Im Nachwort berichten die Autorinnen davon, wie zeitgenössische Quellen Lenchen Demuth als starke Frau und mitunter als die Säule der Familie Marx bezeichnen. Sie soll sich stark mit dem Gedankengut Karls und Jennys identifiziert und dieses auch selbst vertreten haben. Leider konnte ich diese Person kaum im vorliegenden Buch finden. Lenchen wirkte auf mich oft hilflos, unterwürfig und naiv. Ihre eigenen revolutionären Gedanken wirkten komplett "nachgeplappert" und unbeholfen. Wie jemand für das Recht der Arbeiter einstehen will und sich selbst so hemmungslos ausbeuten lässt von einer Familie, die ihr zwar kaum Lohn zahlen kann, aber rettungslos auf ihre Hilfe angewiesen ist, wird mir auch weiterhin unverständlich bleiben. Anschaulich dagegen waren die Lebensbedingungen der Marxens und ihre ständigen Geldprobleme. Die historischen Gegebenheiten blieben aber leider zu oft im Hintergrund, genauso, wie oft unklar blieb, was Karl Marx eigentlich tat und worauf er und sein Freund Friedrich Engels eigentlich warteten. Die beiden wirkten hier nicht wie die großen Vordenker und Revolutionäre, sondern eher orientierungs- und planlos und immer vom Geld anderer abhängig für ihre eigene Lebenshaltung. Die Liebesbeziehung zwischen Lenchen und Karl Marx, aber auch die Freundschaft zwischen Lenchen und Jenny schrammten für meinen Geschmack so manches Mal arg an der Grenze zum Kitsch. Dagegen haben mich die Geschichten um die Kinder, besonders, wenn wieder eines starb, sehr mitgenommen.

■ EINGABEDATEN:

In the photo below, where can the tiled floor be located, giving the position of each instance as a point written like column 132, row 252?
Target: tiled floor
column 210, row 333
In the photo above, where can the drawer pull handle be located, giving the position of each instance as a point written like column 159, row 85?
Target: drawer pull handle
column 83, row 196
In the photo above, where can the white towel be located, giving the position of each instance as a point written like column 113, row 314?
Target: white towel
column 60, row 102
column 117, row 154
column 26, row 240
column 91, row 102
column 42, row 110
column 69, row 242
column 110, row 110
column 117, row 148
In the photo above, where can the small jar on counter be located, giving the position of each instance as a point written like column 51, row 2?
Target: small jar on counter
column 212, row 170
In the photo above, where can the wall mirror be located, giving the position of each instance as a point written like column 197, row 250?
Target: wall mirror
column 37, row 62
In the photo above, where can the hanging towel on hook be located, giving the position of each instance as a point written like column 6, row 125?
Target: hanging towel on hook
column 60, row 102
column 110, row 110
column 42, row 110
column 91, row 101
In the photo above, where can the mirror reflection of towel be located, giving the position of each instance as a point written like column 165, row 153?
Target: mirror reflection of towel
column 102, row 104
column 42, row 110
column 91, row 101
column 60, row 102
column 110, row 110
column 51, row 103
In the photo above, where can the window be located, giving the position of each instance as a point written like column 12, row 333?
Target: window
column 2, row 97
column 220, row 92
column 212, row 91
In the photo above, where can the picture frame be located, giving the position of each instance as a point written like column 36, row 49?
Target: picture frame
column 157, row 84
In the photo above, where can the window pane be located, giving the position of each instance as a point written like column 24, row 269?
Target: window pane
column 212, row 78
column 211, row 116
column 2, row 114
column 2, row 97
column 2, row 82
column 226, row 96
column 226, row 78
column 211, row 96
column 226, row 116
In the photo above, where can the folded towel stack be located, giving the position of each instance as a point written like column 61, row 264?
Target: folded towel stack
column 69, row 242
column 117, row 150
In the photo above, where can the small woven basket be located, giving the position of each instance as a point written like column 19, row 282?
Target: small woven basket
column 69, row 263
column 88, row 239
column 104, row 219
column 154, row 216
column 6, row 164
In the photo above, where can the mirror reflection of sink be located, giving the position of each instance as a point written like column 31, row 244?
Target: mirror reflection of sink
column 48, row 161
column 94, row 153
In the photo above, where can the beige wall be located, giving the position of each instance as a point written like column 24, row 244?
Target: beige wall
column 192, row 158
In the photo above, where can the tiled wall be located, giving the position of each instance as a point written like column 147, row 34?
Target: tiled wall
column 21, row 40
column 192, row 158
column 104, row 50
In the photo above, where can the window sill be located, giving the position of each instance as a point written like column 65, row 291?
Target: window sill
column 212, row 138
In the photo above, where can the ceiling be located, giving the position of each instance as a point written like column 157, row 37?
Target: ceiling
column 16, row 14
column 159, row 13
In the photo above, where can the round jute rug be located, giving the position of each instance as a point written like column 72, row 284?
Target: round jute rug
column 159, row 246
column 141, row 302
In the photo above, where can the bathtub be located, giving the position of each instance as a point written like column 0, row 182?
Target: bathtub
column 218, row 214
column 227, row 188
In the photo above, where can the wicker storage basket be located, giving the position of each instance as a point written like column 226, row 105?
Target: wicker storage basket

■ AUFGABE A: Erklären Sie anhand der Rezension zu Lenchen Demuth in ein bis drei Sätzen, warum dort unverständlich bleibt, wie Lenchen für das Recht der Arbeiter einstehen will.
■ AUFGABE B: Führen Sie die Rezension zu Lenchen Demuth nach ihrem letzten Satz fort.

■ ANTWORTFELD A: Lenchen lässt sich selbst hemmungslos von der Familie Marx ausbeuten. Diese Familie kann ihr kaum Lohn zahlen, ist aber rettungslos auf ihre Hilfe angewiesen.

■ ANTWORTFELD B:
Alles in allem war "Revolution im Herzen" für mich ein durchwachsenes Leseerlebnis. Von der im Nachwort beschriebenen loyalen, klugen und starken Frau habe ich in diesem Roman nur wenig wiedergefunden. Viele von Lenchens Handlungen blieben für mich nicht nachvollziehbar. Die Beschreibungen der Armut der Bevölkerung als auch der Familie Marx wirkten jedoch lebensnah und zogen mich schon immer wieder in die Geschichte. Nur die Protagonistin und die sie umgebenden Figuren blieben mir bis zum Schluss fremd.